▶ _The problem_: Your output must reproduce all the records below precisely and contain no pictures.

Image point grounding data:
+-------+

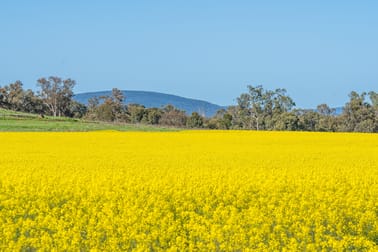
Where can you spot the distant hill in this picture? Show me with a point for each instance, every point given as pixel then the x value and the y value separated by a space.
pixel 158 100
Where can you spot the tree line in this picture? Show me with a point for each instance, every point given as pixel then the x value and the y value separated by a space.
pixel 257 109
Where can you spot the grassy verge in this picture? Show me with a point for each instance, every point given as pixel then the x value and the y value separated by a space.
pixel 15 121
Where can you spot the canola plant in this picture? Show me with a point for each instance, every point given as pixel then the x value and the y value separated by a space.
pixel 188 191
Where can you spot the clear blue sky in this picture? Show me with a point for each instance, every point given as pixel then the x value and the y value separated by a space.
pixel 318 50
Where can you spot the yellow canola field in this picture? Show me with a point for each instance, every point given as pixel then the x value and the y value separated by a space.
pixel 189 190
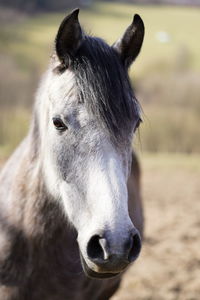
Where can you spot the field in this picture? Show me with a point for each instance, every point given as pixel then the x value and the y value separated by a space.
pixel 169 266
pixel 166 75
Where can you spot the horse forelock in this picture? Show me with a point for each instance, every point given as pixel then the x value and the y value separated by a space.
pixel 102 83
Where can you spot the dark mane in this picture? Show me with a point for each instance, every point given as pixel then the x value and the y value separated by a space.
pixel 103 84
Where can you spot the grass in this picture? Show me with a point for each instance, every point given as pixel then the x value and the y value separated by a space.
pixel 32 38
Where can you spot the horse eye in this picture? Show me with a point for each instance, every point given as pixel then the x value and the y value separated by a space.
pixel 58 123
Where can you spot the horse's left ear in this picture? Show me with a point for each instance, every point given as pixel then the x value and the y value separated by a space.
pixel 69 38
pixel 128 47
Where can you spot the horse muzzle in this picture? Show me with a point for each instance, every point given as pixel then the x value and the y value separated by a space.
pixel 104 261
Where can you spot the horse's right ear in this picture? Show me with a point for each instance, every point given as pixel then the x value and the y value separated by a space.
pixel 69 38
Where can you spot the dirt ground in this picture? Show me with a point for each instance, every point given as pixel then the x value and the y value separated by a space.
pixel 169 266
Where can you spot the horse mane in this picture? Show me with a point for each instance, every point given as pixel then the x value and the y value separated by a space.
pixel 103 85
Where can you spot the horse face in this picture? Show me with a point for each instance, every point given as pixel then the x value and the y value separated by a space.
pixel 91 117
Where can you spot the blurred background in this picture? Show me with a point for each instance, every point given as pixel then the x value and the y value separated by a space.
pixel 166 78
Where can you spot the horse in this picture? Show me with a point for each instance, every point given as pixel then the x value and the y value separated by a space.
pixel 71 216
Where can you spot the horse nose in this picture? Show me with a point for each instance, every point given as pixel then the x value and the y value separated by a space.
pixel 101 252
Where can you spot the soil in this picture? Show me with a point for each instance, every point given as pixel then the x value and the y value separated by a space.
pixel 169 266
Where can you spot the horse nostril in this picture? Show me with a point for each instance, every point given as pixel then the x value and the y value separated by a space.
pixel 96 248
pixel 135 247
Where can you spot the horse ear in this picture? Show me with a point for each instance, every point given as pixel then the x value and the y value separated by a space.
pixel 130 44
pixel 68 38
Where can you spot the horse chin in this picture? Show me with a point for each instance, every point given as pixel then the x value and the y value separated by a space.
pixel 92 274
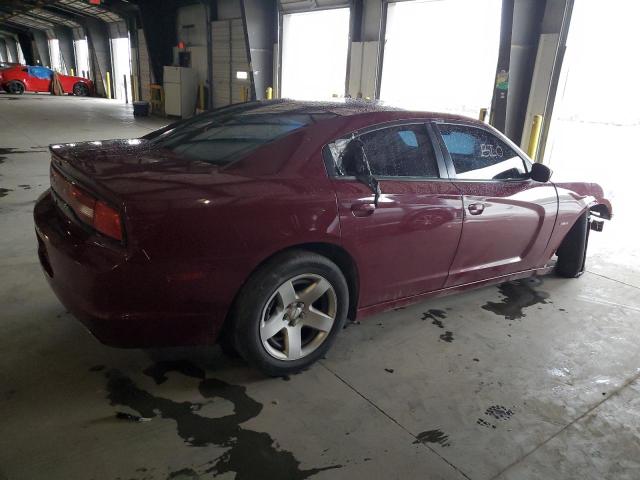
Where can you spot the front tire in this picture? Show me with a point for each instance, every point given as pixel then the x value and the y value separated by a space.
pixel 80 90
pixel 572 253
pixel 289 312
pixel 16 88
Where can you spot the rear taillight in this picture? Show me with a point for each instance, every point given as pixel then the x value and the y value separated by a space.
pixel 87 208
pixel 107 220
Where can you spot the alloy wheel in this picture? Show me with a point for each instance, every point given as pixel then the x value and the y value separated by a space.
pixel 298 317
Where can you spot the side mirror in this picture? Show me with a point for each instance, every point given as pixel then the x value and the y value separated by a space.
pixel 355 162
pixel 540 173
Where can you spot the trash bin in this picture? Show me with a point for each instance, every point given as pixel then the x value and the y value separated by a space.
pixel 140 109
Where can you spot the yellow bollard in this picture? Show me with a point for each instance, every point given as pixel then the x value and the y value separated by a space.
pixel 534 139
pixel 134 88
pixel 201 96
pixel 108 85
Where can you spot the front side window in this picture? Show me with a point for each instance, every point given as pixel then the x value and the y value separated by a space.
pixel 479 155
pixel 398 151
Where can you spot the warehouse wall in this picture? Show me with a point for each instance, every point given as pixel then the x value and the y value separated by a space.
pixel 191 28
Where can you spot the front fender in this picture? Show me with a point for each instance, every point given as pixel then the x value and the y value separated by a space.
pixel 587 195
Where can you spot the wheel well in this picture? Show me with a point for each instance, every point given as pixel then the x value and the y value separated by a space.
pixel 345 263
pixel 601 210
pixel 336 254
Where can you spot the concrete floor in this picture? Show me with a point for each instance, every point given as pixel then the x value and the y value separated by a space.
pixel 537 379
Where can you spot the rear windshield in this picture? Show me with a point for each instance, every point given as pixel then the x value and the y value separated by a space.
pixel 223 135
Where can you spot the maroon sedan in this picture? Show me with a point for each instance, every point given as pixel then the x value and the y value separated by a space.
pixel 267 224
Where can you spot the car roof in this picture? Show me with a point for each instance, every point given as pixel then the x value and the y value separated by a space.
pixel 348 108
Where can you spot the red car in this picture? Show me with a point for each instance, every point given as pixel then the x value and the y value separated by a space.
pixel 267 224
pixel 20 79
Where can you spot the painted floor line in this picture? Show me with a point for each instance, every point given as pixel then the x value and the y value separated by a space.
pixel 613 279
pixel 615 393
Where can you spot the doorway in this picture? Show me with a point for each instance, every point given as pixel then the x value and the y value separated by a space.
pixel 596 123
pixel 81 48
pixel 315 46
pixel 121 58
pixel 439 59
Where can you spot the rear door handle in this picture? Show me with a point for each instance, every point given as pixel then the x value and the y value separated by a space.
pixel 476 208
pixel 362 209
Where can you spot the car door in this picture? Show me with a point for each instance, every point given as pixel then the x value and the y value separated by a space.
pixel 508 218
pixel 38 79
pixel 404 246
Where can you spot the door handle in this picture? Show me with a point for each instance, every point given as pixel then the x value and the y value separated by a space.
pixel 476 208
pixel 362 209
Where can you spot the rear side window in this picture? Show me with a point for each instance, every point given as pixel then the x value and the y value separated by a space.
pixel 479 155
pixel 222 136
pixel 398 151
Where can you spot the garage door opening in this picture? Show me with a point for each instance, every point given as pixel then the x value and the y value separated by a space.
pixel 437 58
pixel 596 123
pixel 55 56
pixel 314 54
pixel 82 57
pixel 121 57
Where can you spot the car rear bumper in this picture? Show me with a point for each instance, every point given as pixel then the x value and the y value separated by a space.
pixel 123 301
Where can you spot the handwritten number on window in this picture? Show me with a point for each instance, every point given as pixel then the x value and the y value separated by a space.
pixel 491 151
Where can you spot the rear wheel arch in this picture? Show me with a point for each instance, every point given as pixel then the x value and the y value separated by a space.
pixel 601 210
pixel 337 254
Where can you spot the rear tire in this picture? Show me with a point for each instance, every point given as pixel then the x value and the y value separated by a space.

+-------+

▶ _Output of the exercise_:
Where can you spot the distant hill in this picture? Show me with a point for each instance, every point given as pixel then the x value and the y value separated by a space.
pixel 158 100
Where can you spot the tree line in this picture? Show me with a point for each instance, every point given as pixel then the x value and the y value separated by a space.
pixel 257 109
Where can you spot the grassy verge in this picture? Show me with a point for each instance, every point given as pixel then the x value and the y value separated by a space.
pixel 15 121
Where can you spot the canola plant in this picture? Show me with a point for each instance, every point given as pixel then the x value and the y value separated by a space.
pixel 188 191
Where can you spot the clear blue sky in this picture? Show me with a point for each instance, every point given as pixel then the x value and the y value separated by a space.
pixel 318 50
Where can you spot the yellow canola field in this picture? Show me with a point for each instance, every point given as pixel then the x value and the y value separated by a space.
pixel 189 190
Where can you spot the field in this picture? Show me with a point for each instance, every point given as pixel then the x value and the y value separated by a space.
pixel 169 266
pixel 166 75
Where can you spot the horse forelock in this picture? Show me with a point for each instance, every point given as pixel then the x value and the y value separated by a space.
pixel 102 83
Where can you spot the dark mane in this picture? Show me with a point for each instance, every point given as pixel then the x value and the y value separated by a space.
pixel 103 84
Where can you spot the grass in this picture? Show me with a point for each instance, every point given as pixel then the x value and the y value separated by a space.
pixel 32 38
Where can you spot the horse eye in this picture? Show me with a point for each instance, every point given as pixel then the x value and the y value separated by a space.
pixel 58 123
Where can you spot the horse's left ear in this picture? Show me with a point for each instance, every point given as pixel then the x value and the y value separated by a space.
pixel 69 38
pixel 128 47
Where can you spot the horse muzzle in this picture? Show me with a point for each instance, every point given as pixel then the x value and the y value separated by a space.
pixel 104 261
Where can you spot the horse's right ear in this picture? Show me with a point for each instance, every point given as pixel then the x value and the y value separated by a space.
pixel 69 38
Where can you spot the dirt ground in this picture? Show me with a point for each instance, every point given as pixel then the x value and the y value separated by a space.
pixel 169 266
Where can you spot the horse mane in this picture? Show me with a point for each instance, every point given as pixel then the x value and the y value separated by a space.
pixel 103 85
Where can you spot the horse face in this picture? Show me with a point for each instance, every point given as pixel then the x value and the y value separated by a space.
pixel 91 117
Where can you spot the blurred background in this picture? Show me with a point for each instance, every point given as pixel then the x value and the y value separated by a space.
pixel 166 78
Where can you spot the horse in this picture? Show me with a point for each instance, every point given as pixel then the x value and the y value separated by a space.
pixel 71 216
Where can you spot the horse nose in this picture? Show me with a point for each instance, every point given as pixel then the x value and the y value separated by a space.
pixel 101 252
Where can you spot the soil in this picture? Show me with a point for each instance, every point given as pixel then the x value and the y value separated by a space.
pixel 169 266
Where can you spot the horse nostril in this picture? Show me with a point for each instance, every point given as pixel then the x value and the y value separated by a space.
pixel 96 248
pixel 135 247
Where can you spot the horse ear in this picture? Show me with a point for each instance, every point given as pixel then the x value and the y value separated by a space.
pixel 130 44
pixel 68 38
Where can you spot the horse chin in this picture? Show me with a point for each instance, every point given as pixel then the x value and the y value separated by a space.
pixel 92 274
Where can you spot the front tire in this picture? Show me with a point for each instance, every point given as pixel then the x value and the y value separated by a space.
pixel 80 90
pixel 572 253
pixel 289 312
pixel 16 88
Where can you spot the rear taillight in this picture? Show me with a point for each instance, every point given as pixel then the x value and the y value separated by a space.
pixel 87 208
pixel 107 220
Where can you spot the alloy wheel in this picture? Show me with a point for each instance, every point given as pixel then the x value and the y value separated by a space.
pixel 298 317
Where can you spot the side mirror in this picture? Show me with a point for each instance, every point given as pixel then the x value and the y value separated by a space.
pixel 355 162
pixel 540 173
Where can you spot the trash bin in this picture? Show me with a point for each instance, every point given as pixel then the x value and the y value separated by a space.
pixel 140 109
Where can you spot the yellow bollard in this picture? Show me with a point for each instance, every point given as pixel then the x value and the y value separated by a space.
pixel 534 139
pixel 134 88
pixel 201 96
pixel 108 85
Where can you spot the front side window in this picture? Show me with a point for each instance, every point given as pixel then the x value and the y value separated by a space.
pixel 479 155
pixel 398 151
Where can you spot the warehouse wall in this picture? Show me with a point for each instance, every point given as pixel then the x value and the y value separated by a space.
pixel 191 28
Where can you spot the front fender in this picture? Show me with a point for each instance, every point given as pixel then the x value and the y value separated by a space.
pixel 587 195
Where can you spot the wheel well in this picture? Show me with a point for each instance, every point given as pixel then the x value and the y value separated by a space.
pixel 345 263
pixel 601 210
pixel 336 254
Where can you spot the concrete floor in this picture? Show me with a point for each instance, every point given as pixel then the x value and the y value separated by a space.
pixel 537 379
Where can you spot the rear windshield in this picture? Show me with a point for each instance, every point given as pixel then the x value and the y value separated by a space.
pixel 223 135
Where can you spot the maroon sedan in this picture? Show me with a point for each instance, every point given as pixel then the x value and the y value separated by a space.
pixel 267 224
Where can you spot the car roof in this picture? Show me with a point for each instance, every point given as pixel then the x value and the y value separated by a space.
pixel 348 108
Where can you spot the red car in this picture? Show me with a point for each instance, every point given as pixel then the x value and the y value separated by a space.
pixel 267 224
pixel 20 79
Where can you spot the painted floor line in this picture? Show me with a point for each instance, every point given as pixel then the x value and the y value separated by a space.
pixel 613 279
pixel 615 393
Where can you spot the doorway in this picture? Show me with a point for each instance, every point given as pixel then the x value and the y value separated by a space.
pixel 596 123
pixel 81 48
pixel 315 46
pixel 121 58
pixel 439 59
Where can you spot the rear door handle in this picture? Show me with a point for each instance, every point given as pixel then the x value and the y value separated by a space.
pixel 476 208
pixel 362 209
Where can you spot the car door in this picture? Show me with a point for each instance, every point given as pixel then the x value and the y value separated by a space.
pixel 508 218
pixel 38 79
pixel 404 246
Where can you spot the door handle in this picture? Show me with a point for each instance, every point given as pixel then the x value and the y value separated by a space.
pixel 476 208
pixel 362 209
Where can you spot the rear side window in this picture? Show me with a point for each instance, every point given as pixel then the x value and the y value separated by a space.
pixel 479 155
pixel 222 136
pixel 398 151
Where can you spot the garage door opening in this picture? Show me with a point for each instance, every point given as pixel then the x value and the y value separated by a space.
pixel 437 58
pixel 596 123
pixel 55 56
pixel 314 54
pixel 82 57
pixel 121 57
Where can you spot the car rear bumper in this picture? Show me with a point for each instance, every point given as pixel then the x value and the y value separated by a space.
pixel 123 301
Where can you spot the handwritten number on window in this picture? Show me with a point for each instance, every point given as pixel then the x value and the y value separated by a space.
pixel 491 151
Where can you spot the rear wheel arch in this picture? Show me with a point for each instance, every point given as pixel then the x value and the y value separated by a space.
pixel 601 210
pixel 337 254
Where can you spot the rear tire in this picture? Show me with a point for each instance, every point given as pixel then the x value and the y value separated by a space.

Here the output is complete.